- **Tarea**:
Transcribe sin cambios el fragmento del hilo sobre la etapa de potencia que empieza en "amigo danos mas" y termina en "unleased! (May 9, 2009)".

- **Texto**:
# # # # # # #
# Etapa de potencia para coche  beyma sp1504



## metralla10 (May 9, 2009)

Tengo una etapa de coche  beyma sp-1504 , la proteccion se enciende y se apaga.
desmonte la etapa tenia 2 finales rotos (tip 35 y tip 36)  y una resistencia quemada.
los cambie por nuevos, y continua igual,  ya no se que hacer.
       agradeceria algun consejo.      el led de proteccion se enciende y se apaga como un intermitente.


----------



## RaFFa (May 9, 2009)

amigo danos mas detalles y si es posible cuelga algunas fotos del instrumento....xk con esa pokita información poco se puede hacer.  Un saludo


----------



## unleased! (May 9, 2009)

Pon fotos, fotos, fotos! ! ! ! ! ! ! ! ! ! ! ! ! .
Cambiastes también los drivers?
Se frieron las dos ramas o solo una?


----------



## metralla10 (May 11, 2009)

unleased! dijo:
			
		

> Pon fotos, fotos, fotos! ! ! ! ! ! ! ! ! ! ! ! ! .
> Cambiastes también los drivers?
> Se frieron las dos ramas o solo una?



los drivers son unos transistores pequeños que hay en medio de los grandes?  no lo cambie.
me parace que las 2


----------



## unleased! (May 11, 2009)

Parece que si pero en todo caso fijate si son los que excitan las bases de los tip. si no son estos entonces buscalos por la placa y compruebalos que seguro que están mal. Cuando se daña una etapa de sonido, sobre todo las de coche, suele ser bastante común que cuando se dañen los transistores finales tengan la misma suerte los drivers.
El circuito impreso parece que es de capas multiples (varias capas de pistas) por lo que cuando sueldes fijate que quede bién soldado si no te va a dar problemas. Que le pasó? recibió un corto en la salida?
Saludos.


----------
# # # # # # #
- **Entradas**:
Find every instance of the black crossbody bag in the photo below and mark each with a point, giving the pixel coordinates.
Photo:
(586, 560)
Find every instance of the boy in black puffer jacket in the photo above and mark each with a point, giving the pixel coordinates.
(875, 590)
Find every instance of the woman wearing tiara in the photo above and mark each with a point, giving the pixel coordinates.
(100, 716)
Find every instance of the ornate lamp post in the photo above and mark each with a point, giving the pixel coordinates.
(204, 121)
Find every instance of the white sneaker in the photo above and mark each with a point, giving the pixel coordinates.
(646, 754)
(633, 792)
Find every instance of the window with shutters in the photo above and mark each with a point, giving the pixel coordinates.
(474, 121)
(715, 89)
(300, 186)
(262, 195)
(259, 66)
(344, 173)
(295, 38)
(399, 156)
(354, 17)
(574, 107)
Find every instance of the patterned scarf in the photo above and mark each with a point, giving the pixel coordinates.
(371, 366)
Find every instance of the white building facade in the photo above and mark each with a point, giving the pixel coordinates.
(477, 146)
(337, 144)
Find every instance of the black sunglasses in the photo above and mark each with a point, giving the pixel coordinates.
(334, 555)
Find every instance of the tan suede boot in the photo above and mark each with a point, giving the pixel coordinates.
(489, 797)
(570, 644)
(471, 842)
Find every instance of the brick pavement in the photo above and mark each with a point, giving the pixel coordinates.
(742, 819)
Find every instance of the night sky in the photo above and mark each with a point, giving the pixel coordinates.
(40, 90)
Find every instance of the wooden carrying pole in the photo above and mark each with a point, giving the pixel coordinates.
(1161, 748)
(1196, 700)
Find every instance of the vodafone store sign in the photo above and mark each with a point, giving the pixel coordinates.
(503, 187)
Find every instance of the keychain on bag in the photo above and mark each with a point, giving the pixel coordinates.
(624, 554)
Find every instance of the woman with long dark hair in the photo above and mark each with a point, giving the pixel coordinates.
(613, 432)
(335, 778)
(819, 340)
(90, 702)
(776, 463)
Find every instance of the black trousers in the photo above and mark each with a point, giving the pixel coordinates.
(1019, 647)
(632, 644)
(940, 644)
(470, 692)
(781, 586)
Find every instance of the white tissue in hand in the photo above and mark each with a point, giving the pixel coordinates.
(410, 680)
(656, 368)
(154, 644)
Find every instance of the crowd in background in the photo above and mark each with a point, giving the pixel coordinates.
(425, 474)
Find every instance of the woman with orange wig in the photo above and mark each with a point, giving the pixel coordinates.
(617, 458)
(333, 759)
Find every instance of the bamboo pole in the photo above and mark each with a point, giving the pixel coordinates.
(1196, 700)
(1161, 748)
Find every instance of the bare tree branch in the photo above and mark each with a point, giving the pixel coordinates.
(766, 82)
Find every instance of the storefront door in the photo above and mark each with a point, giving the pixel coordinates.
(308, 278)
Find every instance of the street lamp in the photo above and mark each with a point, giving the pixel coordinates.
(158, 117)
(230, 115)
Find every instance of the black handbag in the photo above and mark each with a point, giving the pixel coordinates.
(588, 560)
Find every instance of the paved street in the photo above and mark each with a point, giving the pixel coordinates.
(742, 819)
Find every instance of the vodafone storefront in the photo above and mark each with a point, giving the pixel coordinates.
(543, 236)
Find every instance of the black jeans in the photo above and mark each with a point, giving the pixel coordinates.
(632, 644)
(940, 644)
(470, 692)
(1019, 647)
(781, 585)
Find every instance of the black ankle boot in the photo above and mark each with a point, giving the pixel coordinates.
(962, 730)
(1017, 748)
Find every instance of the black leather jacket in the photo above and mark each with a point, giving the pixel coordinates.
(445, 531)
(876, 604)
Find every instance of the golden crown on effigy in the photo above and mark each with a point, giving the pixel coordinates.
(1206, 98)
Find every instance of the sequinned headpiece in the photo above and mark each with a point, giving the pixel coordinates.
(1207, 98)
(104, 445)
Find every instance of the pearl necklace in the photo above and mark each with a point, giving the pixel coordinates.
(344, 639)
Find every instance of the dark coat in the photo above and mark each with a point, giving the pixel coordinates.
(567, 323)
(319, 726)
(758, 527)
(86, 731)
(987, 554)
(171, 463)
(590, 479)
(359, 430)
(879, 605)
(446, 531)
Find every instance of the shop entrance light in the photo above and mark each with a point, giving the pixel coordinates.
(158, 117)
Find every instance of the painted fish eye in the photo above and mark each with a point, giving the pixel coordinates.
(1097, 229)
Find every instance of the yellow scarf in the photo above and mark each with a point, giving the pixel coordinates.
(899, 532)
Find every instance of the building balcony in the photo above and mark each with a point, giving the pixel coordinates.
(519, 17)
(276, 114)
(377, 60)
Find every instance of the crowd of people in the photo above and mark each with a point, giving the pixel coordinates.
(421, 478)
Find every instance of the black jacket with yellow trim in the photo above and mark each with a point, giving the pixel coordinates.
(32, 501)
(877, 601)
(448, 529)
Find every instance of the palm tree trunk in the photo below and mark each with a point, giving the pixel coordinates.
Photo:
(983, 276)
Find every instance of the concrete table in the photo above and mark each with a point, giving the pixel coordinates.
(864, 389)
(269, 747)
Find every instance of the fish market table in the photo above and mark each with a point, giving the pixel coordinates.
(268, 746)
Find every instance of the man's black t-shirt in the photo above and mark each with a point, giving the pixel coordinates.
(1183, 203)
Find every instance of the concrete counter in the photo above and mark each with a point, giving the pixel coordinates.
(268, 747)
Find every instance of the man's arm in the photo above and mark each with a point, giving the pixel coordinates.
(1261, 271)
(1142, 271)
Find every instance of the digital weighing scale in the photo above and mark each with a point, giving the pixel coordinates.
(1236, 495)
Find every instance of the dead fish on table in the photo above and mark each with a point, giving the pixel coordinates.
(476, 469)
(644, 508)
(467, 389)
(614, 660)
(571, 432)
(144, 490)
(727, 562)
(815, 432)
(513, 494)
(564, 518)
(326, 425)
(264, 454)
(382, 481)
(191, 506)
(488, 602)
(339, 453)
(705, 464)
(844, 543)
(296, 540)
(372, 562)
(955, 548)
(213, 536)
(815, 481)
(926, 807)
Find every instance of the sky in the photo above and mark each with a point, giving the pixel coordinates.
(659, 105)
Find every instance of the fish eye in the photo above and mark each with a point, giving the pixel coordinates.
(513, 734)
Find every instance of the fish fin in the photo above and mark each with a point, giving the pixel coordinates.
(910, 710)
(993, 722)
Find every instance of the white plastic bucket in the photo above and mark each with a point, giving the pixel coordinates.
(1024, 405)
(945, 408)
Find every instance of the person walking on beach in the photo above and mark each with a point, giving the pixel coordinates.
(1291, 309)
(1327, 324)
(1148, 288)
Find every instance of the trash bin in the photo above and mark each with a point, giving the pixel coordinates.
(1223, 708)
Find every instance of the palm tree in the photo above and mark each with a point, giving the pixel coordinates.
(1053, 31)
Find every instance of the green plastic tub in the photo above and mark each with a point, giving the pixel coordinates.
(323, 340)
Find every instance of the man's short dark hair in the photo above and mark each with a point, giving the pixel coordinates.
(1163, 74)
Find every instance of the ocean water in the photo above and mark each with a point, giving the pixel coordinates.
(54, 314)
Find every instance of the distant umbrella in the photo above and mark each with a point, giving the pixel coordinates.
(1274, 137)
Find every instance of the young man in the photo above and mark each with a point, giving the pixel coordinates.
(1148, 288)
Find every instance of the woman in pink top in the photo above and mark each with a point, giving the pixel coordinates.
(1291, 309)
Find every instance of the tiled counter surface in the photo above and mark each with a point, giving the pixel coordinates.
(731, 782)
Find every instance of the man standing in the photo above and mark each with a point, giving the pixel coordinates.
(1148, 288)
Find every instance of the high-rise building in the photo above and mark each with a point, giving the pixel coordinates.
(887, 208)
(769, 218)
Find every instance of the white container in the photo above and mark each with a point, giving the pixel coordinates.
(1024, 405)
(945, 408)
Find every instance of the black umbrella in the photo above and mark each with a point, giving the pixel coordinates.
# # # # # # #
- **Respuesta**:
amigo danos mas detalles y si es posible cuelga algunas fotos del instrumento....xk con esa pokita información poco se puede hacer.  Un saludo


----------



## unleased! (May 9, 2009)